_Exercise_.
The task calls for each line of the records below in which the word "headscarf" appears.

-*-*-

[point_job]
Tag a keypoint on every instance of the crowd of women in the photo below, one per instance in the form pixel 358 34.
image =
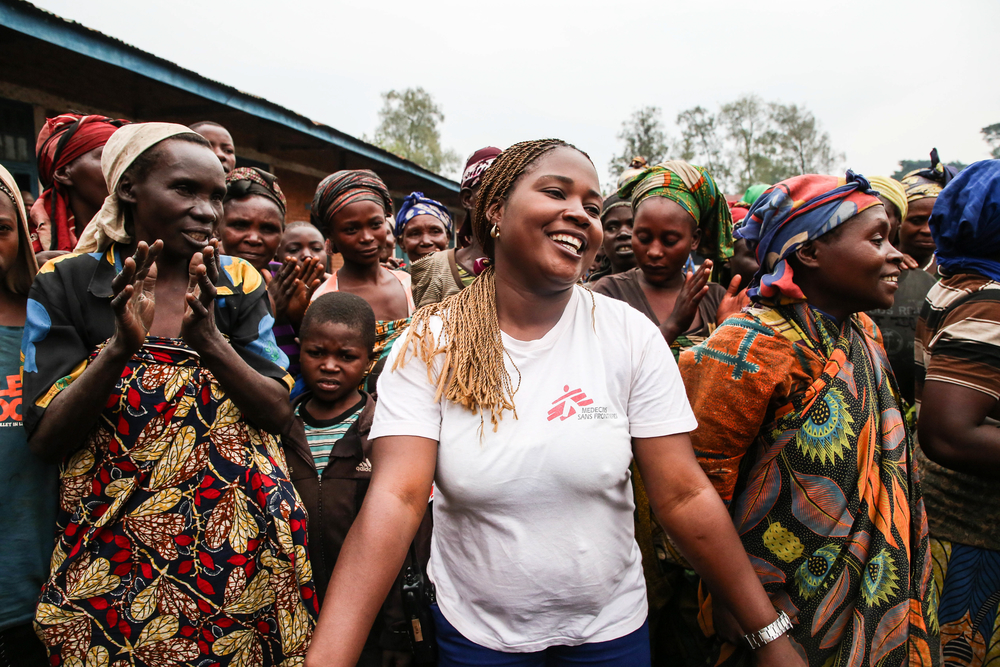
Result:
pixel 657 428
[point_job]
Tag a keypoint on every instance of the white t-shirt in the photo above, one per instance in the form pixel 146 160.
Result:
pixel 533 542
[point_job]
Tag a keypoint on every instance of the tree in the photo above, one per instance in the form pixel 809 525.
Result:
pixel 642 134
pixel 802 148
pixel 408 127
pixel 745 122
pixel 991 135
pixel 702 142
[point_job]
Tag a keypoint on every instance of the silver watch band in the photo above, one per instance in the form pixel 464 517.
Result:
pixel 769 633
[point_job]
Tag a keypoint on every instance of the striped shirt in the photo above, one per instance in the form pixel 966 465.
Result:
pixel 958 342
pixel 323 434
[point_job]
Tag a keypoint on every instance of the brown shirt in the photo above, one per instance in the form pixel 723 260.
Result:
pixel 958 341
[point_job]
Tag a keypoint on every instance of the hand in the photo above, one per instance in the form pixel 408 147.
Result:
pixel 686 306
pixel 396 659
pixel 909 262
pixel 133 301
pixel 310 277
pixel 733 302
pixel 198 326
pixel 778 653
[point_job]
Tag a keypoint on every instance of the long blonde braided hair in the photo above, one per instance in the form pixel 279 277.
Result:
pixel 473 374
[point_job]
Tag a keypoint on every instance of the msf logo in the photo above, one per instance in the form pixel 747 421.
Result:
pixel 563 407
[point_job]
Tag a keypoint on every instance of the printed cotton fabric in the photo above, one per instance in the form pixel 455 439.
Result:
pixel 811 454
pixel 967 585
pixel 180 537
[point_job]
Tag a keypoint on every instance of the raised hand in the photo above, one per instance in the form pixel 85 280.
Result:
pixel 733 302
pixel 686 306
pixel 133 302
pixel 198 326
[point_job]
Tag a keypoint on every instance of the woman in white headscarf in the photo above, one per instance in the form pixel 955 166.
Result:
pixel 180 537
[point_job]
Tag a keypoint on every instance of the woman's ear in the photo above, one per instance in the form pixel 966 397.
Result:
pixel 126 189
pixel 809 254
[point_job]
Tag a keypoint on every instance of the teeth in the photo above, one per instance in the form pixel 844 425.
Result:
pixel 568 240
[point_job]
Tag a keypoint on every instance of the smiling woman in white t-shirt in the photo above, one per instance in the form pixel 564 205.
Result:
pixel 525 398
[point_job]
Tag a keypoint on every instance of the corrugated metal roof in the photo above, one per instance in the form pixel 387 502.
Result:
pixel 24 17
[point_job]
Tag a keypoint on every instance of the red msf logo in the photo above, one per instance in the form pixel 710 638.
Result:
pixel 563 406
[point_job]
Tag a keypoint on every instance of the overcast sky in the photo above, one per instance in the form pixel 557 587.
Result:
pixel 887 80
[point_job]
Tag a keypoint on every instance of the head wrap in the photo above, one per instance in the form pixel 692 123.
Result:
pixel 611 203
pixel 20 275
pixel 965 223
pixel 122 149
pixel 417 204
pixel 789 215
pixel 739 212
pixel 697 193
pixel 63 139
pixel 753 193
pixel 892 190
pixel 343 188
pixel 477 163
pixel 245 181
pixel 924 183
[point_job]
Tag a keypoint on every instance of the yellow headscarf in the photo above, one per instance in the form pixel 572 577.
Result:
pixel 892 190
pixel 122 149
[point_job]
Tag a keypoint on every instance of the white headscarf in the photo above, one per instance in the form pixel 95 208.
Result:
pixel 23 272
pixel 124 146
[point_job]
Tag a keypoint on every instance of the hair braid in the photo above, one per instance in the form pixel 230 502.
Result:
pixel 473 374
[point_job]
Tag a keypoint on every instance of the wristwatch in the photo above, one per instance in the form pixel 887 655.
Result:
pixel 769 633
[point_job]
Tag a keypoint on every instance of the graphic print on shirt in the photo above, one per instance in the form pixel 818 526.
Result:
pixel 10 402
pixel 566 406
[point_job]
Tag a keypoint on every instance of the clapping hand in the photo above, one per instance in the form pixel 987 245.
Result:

-*-*-

_Your response_.
Tag a keypoint on every instance of the woman in white headscarf in the photo above, one per instance in the form pixel 955 166.
Tag a keypoint on every instance of the yellow headscarf in the photo above, one per instance in the form pixel 572 577.
Tag a keypoint on every instance of the white headscarf in the photo above, one per instance in the form pixel 95 208.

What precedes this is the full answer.